* [YOUR INSTRUCTIONS]
Rewrite everything from the line containing "Place one keypoint on each instance of the tree bark, using" down through the end of the entries, swapping "keypoint" for "marker" and changing nothing else.

┌─ STORED ROWS

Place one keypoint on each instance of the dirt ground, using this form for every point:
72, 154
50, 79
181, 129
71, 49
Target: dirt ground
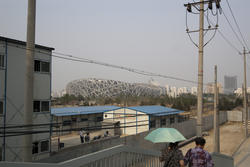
231, 135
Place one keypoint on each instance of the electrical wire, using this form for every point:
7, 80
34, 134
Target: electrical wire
237, 25
224, 37
236, 35
137, 71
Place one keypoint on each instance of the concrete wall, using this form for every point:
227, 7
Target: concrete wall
187, 128
15, 98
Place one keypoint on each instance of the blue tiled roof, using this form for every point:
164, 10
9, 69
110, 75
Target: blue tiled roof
156, 110
68, 111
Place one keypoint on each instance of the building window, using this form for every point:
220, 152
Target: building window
41, 106
35, 148
67, 122
74, 119
36, 106
41, 66
163, 122
45, 106
152, 124
172, 120
44, 146
1, 107
84, 119
99, 119
1, 60
45, 66
37, 66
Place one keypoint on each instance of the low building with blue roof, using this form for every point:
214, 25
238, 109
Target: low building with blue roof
139, 119
132, 120
85, 117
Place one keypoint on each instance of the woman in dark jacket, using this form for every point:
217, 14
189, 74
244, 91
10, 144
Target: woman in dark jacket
172, 156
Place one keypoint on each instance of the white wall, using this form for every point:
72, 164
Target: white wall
15, 98
129, 121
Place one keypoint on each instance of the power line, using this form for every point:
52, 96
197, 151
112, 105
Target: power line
237, 25
224, 37
133, 70
232, 28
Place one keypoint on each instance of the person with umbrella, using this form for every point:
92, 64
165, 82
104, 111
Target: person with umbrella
172, 156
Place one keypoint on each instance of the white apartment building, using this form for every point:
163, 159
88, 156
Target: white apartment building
12, 80
194, 90
182, 90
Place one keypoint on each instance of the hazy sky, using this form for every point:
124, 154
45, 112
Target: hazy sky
144, 34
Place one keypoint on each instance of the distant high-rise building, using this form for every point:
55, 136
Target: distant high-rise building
230, 84
194, 90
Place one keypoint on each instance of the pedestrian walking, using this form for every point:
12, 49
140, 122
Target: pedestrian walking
172, 156
198, 157
87, 138
81, 136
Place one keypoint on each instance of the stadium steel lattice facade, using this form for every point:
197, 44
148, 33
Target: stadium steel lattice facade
110, 88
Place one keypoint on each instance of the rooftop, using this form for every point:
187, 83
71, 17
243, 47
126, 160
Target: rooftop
156, 110
24, 43
67, 111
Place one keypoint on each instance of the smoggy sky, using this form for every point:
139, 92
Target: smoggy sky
143, 34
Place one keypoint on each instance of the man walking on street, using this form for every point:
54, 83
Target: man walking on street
198, 157
81, 136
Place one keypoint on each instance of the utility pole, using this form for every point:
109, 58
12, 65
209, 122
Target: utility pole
216, 115
200, 72
28, 96
200, 61
245, 95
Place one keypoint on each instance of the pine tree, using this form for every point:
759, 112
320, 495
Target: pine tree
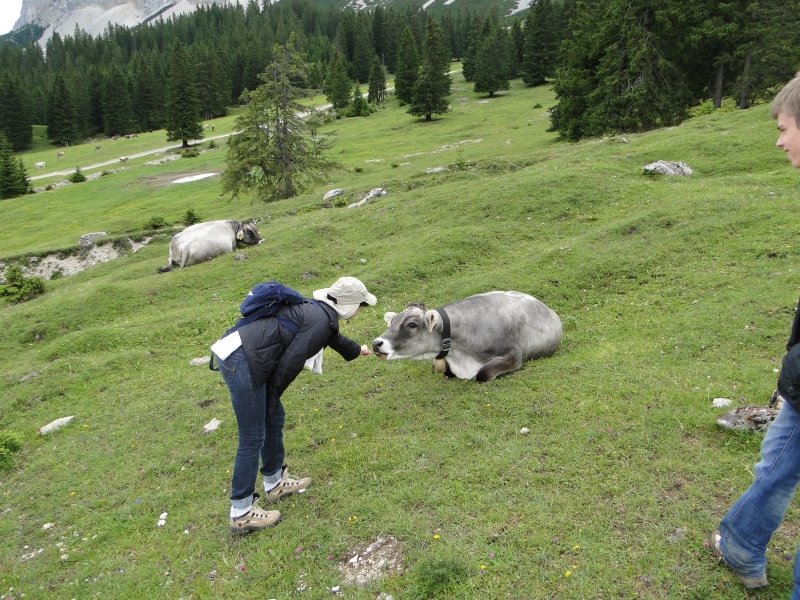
363, 50
61, 128
618, 74
118, 116
276, 153
183, 106
337, 84
359, 107
13, 178
148, 95
15, 120
377, 82
213, 86
492, 64
478, 31
540, 46
433, 85
407, 68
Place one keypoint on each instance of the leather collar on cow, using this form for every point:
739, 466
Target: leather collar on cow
445, 333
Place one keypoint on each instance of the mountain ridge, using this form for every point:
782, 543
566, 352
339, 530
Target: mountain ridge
93, 16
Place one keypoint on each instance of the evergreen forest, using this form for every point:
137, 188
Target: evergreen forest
616, 66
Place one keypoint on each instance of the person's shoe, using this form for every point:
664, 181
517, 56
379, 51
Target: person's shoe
751, 583
255, 520
287, 485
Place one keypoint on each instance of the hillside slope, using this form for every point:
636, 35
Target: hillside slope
672, 292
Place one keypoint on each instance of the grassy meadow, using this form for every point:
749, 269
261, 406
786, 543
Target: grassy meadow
672, 291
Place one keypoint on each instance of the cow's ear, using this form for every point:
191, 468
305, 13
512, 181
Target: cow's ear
432, 320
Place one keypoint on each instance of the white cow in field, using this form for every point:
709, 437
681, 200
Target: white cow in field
202, 241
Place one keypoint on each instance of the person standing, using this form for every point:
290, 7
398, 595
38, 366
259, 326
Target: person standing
743, 534
258, 363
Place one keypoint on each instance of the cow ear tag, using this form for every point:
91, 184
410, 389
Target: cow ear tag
431, 318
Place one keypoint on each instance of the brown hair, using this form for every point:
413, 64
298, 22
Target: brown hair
788, 100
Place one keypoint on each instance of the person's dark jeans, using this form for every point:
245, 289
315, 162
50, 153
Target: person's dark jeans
260, 430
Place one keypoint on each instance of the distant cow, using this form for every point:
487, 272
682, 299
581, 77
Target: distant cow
202, 241
479, 337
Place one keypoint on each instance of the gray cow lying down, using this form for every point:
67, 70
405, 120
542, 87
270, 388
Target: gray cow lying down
202, 241
479, 337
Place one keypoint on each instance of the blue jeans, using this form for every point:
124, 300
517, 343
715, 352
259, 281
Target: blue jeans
749, 524
260, 430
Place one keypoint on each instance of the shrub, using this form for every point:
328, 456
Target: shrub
155, 222
18, 287
10, 442
706, 107
190, 217
77, 176
434, 577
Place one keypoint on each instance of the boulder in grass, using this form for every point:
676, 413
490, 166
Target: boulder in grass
748, 418
666, 167
333, 194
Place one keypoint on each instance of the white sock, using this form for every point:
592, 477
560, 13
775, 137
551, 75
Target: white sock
240, 512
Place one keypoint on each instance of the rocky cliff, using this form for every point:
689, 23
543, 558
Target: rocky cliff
93, 16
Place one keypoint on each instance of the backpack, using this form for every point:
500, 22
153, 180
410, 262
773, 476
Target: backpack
264, 300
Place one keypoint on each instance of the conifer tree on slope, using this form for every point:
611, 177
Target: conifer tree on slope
433, 84
540, 46
617, 74
376, 92
276, 153
15, 120
337, 86
407, 67
492, 63
183, 105
13, 178
61, 128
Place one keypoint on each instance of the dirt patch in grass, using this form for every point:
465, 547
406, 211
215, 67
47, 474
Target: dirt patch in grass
170, 178
368, 562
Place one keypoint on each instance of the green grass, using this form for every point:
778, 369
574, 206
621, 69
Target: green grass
672, 292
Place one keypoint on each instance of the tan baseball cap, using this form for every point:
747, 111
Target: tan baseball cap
345, 295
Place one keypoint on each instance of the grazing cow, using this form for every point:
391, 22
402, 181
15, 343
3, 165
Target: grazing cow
202, 241
479, 337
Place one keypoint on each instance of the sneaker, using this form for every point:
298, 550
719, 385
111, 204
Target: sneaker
255, 520
750, 583
287, 485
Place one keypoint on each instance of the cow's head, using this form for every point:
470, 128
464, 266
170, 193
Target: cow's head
248, 234
413, 333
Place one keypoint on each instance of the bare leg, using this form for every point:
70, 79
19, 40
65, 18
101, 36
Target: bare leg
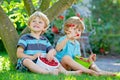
101, 72
67, 60
64, 71
37, 69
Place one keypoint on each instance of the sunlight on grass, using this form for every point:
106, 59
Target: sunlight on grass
70, 78
4, 63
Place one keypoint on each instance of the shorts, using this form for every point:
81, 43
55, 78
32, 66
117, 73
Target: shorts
21, 67
83, 63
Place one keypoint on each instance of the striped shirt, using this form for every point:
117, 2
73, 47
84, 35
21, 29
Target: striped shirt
31, 45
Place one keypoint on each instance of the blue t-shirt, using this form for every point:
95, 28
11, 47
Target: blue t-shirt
71, 49
31, 45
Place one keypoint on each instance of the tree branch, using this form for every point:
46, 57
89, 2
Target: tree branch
55, 10
29, 6
44, 5
58, 8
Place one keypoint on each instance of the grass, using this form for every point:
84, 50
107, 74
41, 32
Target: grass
8, 74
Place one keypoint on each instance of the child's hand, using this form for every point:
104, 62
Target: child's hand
36, 55
71, 34
50, 56
92, 57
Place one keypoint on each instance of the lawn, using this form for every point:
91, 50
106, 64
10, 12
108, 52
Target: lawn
6, 73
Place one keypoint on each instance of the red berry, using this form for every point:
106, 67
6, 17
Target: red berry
77, 35
55, 29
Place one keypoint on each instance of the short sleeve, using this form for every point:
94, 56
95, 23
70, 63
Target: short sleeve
22, 42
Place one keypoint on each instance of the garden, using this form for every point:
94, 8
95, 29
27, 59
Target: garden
101, 20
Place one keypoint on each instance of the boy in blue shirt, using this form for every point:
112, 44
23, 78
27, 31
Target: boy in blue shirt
68, 48
32, 45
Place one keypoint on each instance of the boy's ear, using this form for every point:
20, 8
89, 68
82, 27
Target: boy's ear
45, 29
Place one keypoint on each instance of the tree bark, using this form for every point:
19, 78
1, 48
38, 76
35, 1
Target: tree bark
8, 35
54, 11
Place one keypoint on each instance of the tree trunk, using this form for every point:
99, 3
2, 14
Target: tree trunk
9, 36
54, 11
8, 32
29, 6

└─

* [EXPECTED OUTPUT]
Place one marker on each instance of the tree bark, using this form for every point:
19, 78
1, 48
38, 76
35, 1
Target: tree bark
8, 35
54, 11
Place one marker on each instance of the tree trunk, using this form for every point:
99, 3
2, 14
Target: tree trunk
9, 36
54, 11
8, 32
29, 6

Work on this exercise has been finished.